[SUPPLIED MATERIAL]
[start]

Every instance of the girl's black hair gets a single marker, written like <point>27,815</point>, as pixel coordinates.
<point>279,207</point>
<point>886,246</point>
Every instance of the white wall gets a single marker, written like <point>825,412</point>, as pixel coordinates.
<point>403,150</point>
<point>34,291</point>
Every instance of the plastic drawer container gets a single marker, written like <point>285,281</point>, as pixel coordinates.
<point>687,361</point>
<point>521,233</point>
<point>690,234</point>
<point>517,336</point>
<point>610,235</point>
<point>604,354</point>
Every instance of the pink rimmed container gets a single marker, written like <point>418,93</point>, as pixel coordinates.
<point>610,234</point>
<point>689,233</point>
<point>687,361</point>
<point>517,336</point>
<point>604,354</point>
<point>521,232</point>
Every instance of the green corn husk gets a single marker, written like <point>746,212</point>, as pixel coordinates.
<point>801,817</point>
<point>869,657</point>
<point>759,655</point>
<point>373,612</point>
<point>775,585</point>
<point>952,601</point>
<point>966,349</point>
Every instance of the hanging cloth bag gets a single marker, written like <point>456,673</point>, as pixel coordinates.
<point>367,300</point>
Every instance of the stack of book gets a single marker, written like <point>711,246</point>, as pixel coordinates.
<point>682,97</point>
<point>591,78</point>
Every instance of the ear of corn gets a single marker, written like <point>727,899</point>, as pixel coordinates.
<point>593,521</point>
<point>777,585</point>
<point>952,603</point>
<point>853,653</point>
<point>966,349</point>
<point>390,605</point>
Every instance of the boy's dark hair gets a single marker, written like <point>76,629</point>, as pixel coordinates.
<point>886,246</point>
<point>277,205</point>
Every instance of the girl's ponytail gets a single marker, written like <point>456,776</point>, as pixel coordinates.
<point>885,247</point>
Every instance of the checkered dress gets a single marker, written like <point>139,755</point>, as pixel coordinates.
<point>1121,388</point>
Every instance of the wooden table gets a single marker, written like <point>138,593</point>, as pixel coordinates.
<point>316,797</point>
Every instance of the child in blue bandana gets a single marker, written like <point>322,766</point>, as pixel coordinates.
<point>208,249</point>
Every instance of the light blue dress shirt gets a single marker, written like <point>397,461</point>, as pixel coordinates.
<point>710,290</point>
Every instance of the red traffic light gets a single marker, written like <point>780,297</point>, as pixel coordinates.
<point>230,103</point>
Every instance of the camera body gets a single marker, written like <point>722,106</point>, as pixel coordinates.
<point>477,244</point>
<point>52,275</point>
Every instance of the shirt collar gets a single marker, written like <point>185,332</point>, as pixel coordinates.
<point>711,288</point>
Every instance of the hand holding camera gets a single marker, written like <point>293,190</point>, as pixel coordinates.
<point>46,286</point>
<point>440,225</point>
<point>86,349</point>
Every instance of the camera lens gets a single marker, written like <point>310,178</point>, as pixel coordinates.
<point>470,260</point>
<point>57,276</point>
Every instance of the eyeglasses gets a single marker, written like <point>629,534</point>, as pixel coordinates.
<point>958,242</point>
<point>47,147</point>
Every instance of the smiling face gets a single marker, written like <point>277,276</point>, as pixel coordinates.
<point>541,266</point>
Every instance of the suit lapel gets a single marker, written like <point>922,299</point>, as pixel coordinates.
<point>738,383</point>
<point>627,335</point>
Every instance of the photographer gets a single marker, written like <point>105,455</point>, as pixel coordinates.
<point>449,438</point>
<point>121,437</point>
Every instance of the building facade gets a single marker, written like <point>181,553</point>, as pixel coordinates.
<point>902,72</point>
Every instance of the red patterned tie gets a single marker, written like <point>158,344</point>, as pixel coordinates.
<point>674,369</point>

[end]

[TASK STATEMENT] Please lay out all of the data above as a two-column CSV with columns named text and answer. Each row holds one text from the data and every answer that follows it, each in a single quoted field with line breaks replaced by spaces.

[SOLUTION TO THE PROBLEM]
text,answer
"Every instance of the girl's black hair gets a single marker, written like <point>27,815</point>, as pixel coordinates.","<point>279,207</point> <point>886,246</point>"
"Every instance of the white wall gets a single marker, written like <point>825,412</point>, as pixel coordinates.","<point>403,150</point> <point>34,291</point>"
"Every instance of the plastic drawer container gets a single marker, written like <point>285,281</point>, as pixel coordinates.","<point>687,361</point> <point>521,233</point> <point>690,234</point> <point>517,336</point> <point>610,235</point> <point>604,354</point>"
"Every instance of the pink rimmed container gets a single marker, written like <point>418,93</point>, as pixel coordinates.","<point>610,234</point> <point>689,233</point> <point>687,361</point> <point>517,336</point> <point>604,354</point> <point>521,232</point>"
"Every instance of the green corn husk gets a single marker, written like <point>746,212</point>, as pixel coordinates.","<point>801,817</point> <point>869,657</point> <point>759,655</point> <point>373,612</point> <point>775,585</point> <point>952,601</point> <point>966,349</point>"
"Every instance of the hanging cloth bag gets a single marker, written like <point>456,673</point>, as pixel coordinates.","<point>367,300</point>"
"Every instance of the stack of book gets a single marker, written like <point>711,246</point>, as pixel coordinates.","<point>682,97</point> <point>591,78</point>"
"Every instance of the ear of corn gets a single marker, written like <point>727,899</point>, as pixel coordinates.","<point>593,521</point> <point>777,585</point> <point>952,603</point> <point>853,653</point> <point>966,349</point> <point>390,605</point>"
"Every instance of the boy's dark hair gets a single marker, written like <point>76,629</point>, as pixel coordinates.","<point>886,246</point> <point>277,205</point>"
"Every instance of the girl's ponytail gets a single marker, written like <point>456,776</point>, as pixel coordinates.","<point>885,247</point>"
"Every instance of the checkered dress gets a single marker, written like <point>139,755</point>, as pixel coordinates.","<point>1121,388</point>"
"Every instance of the wooden table gets a single marker, written like <point>138,593</point>, as pixel coordinates.","<point>316,797</point>"
"Every instance of the child in blue bandana gets a single marker, written like <point>322,766</point>, as pixel coordinates.","<point>208,249</point>"
"Every instance of the light blue dress shirt gets a single marker, written like <point>397,461</point>, as pixel coordinates.","<point>710,290</point>"
"Every instance of the red traffic light gets a single marker, written like <point>780,297</point>, as pixel coordinates.","<point>230,103</point>"
"Every instance of the camera body gets a single marker, written like <point>722,106</point>, as pixel coordinates.","<point>477,244</point> <point>52,275</point>"
"Every instance of the shirt collar gets a single marker, written like <point>185,332</point>, as pixel coordinates.","<point>711,288</point>"
"Every instance of the hand holding camera gets a single marker, written like <point>293,190</point>, as pixel coordinates.","<point>46,286</point> <point>440,225</point> <point>86,349</point>"
"Every instance of the camera lens gets a single marker, written like <point>310,178</point>, as pixel coordinates.","<point>470,260</point> <point>57,276</point>"
"Every instance of the eyeglasses gets a single marker, written like <point>629,534</point>, as pixel coordinates.","<point>958,242</point> <point>47,147</point>"
"Every instance of the smiling face gets a single marker, written like <point>277,276</point>, as pixel coordinates.","<point>541,266</point>"
"Every instance of the suit lapel gets a single marker, written like <point>922,299</point>, as pixel coordinates.","<point>738,383</point> <point>627,335</point>"
"Every instance of the photographer gets a single marker, written like <point>105,455</point>, as pixel coordinates.","<point>449,438</point> <point>121,437</point>"
"Every instance of the building facade gets a single marker, written like <point>181,553</point>, as pixel coordinates.","<point>902,72</point>"
"Every instance of the red patterned tie gets a single marker, written like <point>158,344</point>, as pixel coordinates.","<point>674,369</point>"